TASK TO CARRY OUT: Write the entries out again in full and unchanged, dropping every image.
-- DATA TO USE follows --
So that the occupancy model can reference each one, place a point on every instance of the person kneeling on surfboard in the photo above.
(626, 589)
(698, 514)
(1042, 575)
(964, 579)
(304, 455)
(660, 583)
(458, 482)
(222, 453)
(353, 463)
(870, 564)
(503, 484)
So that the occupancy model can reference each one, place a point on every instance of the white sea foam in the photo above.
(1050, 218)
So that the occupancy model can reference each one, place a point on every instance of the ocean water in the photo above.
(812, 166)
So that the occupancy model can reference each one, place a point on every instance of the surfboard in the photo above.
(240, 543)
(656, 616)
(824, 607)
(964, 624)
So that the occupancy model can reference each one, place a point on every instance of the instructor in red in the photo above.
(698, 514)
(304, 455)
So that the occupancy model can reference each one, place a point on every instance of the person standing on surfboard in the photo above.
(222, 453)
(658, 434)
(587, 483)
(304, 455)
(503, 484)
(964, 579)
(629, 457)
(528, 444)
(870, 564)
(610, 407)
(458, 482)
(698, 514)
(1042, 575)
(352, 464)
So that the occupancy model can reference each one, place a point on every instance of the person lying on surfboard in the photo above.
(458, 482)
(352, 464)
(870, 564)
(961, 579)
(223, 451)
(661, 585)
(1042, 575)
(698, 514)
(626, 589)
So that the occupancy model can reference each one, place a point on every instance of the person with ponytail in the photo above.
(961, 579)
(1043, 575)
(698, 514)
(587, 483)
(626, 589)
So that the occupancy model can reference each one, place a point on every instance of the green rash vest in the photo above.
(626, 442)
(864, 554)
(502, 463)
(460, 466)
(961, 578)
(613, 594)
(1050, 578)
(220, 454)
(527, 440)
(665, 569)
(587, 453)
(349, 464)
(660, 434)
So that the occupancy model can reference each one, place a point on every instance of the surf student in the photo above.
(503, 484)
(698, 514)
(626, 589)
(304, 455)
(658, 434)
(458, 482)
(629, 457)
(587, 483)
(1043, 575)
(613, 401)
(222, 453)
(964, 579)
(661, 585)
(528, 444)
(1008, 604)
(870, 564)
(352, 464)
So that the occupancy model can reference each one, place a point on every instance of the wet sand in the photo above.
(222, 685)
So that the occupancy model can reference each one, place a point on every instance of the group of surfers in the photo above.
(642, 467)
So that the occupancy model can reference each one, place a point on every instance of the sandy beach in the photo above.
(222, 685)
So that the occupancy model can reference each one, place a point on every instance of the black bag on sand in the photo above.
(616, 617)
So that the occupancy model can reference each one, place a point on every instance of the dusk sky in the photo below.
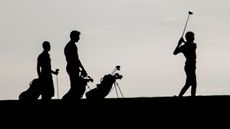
(138, 35)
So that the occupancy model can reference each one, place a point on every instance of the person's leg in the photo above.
(184, 89)
(193, 83)
(187, 83)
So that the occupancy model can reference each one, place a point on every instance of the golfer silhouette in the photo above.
(189, 51)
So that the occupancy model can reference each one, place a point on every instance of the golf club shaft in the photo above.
(185, 25)
(57, 87)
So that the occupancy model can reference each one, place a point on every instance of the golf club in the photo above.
(189, 13)
(57, 70)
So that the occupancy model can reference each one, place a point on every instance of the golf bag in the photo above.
(33, 92)
(105, 86)
(76, 92)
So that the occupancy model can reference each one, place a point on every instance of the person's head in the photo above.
(75, 35)
(46, 46)
(189, 37)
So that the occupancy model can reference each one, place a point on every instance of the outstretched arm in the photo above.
(38, 69)
(83, 71)
(177, 49)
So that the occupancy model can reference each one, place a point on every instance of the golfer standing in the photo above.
(189, 51)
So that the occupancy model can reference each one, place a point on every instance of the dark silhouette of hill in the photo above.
(131, 111)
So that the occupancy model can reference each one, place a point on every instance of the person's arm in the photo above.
(177, 49)
(83, 71)
(38, 68)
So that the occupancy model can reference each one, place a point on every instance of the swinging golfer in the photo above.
(189, 51)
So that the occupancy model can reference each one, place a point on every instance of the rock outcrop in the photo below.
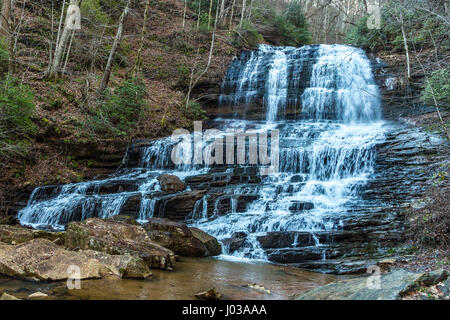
-- DATA TO USE concluded --
THE COMPLETED TASK:
So that the occupancy model can reference each one, place a point on every instance of the person kneeling on surfboard in the photo above.
(626, 589)
(698, 514)
(1042, 575)
(964, 579)
(304, 455)
(660, 583)
(458, 482)
(222, 453)
(353, 463)
(870, 564)
(503, 484)
So that the occupancy model can reference each one, place a point on every instance of the white sea foam in the photo above.
(1050, 218)
So that the occupancy model can reference each one, place a point on every instance of the ocean water in the photo above.
(812, 166)
So that the occupancy model can reference each one, place a point on every instance of the surfboard in the photo above.
(240, 543)
(656, 616)
(824, 607)
(964, 624)
So that the occupancy model can reference each one, place a point on every instance of the instructor in red in the photo above.
(698, 514)
(304, 455)
So that the occupancy model can reference each one, place a point on every instance of the person standing on surfboard in the photo above.
(222, 453)
(658, 434)
(587, 483)
(304, 455)
(503, 484)
(964, 579)
(629, 457)
(528, 444)
(870, 564)
(610, 407)
(458, 482)
(698, 514)
(1042, 575)
(352, 464)
So that the occupancy model can reference each one, place a point on every instance of the person lying on surfboard in the photo above.
(458, 482)
(352, 464)
(870, 564)
(961, 579)
(223, 451)
(661, 585)
(1042, 575)
(698, 514)
(626, 589)
So that the occupancy model can reference each one, place a point on every instance of the person with ponytail in the photo above.
(961, 579)
(1043, 575)
(698, 514)
(587, 483)
(626, 589)
So that the occupancy model can reference each one, place a point on every instance of the green rash vest in the photo above.
(626, 442)
(864, 554)
(502, 463)
(460, 466)
(961, 578)
(613, 594)
(1050, 578)
(220, 454)
(527, 440)
(665, 569)
(587, 453)
(349, 464)
(660, 434)
So that the occupancy model can reference each one, place a point on every instance of the surf student in the photo above.
(503, 484)
(698, 514)
(626, 589)
(304, 455)
(658, 434)
(458, 482)
(629, 457)
(587, 483)
(1043, 575)
(613, 401)
(222, 453)
(964, 579)
(661, 585)
(528, 444)
(1008, 604)
(870, 564)
(352, 464)
So that the occupancy model can reference each one, place a point on every instance of the wet sand in the photo above.
(222, 685)
So that the occupancy model can reference each one, place a point on every instance of the group of surfers in the photo above.
(642, 467)
So that the occupancy model can reference each one, place a point on every instance of the sandy beach in the photo above.
(222, 685)
So that the occupancy model can reference each one, place a point on every instance of the black bag on sand in the photo above.
(616, 617)
So that the occupancy model can reference each one, place a point on every instance of the dusk sky in the photo below.
(138, 35)
So that the occupancy model can reference each one, place a point on every instance of the person's leg in the photo above.
(184, 89)
(193, 83)
(187, 83)
So that the occupancy model can reference each one, place a point on every instance of the golfer silhouette in the photo above.
(189, 51)
So that the occupancy model can reference each one, place a point on every instance of the golf club shaft in the photo above.
(185, 25)
(57, 87)
So that the occupancy model can reference each one, place a point on every instance of the golf club in the photo above.
(189, 13)
(57, 70)
So that the occupancy model can reference each one, place a point on every instance of the golf bag in the photo above.
(33, 92)
(105, 86)
(76, 92)
So that the occupancy model can reference each one, place a point on every instance of the person's head in the photo above.
(75, 35)
(46, 46)
(189, 37)
So that the occupancy model can reference each one, place a point on every instance of the outstretched arm in the photo above.
(38, 69)
(83, 71)
(177, 49)
So that the occupancy model can reference each one, place a point on every instance of the golfer standing in the photo above.
(189, 51)
So that the occupancy model can reference each one, place a point on every instance of the dark silhouette of hill in the photo above.
(131, 111)
So that the occupancy model can reference each one, place a point on every instance of the person's arm in the photo above.
(177, 49)
(83, 71)
(38, 68)
So that the occupancy model can reference each one, place a point on every instance of the swinging golfer in the photo above.
(189, 51)
So that the occupancy model can reference each one, place a point on every instance of the rock outcrop in the photo below.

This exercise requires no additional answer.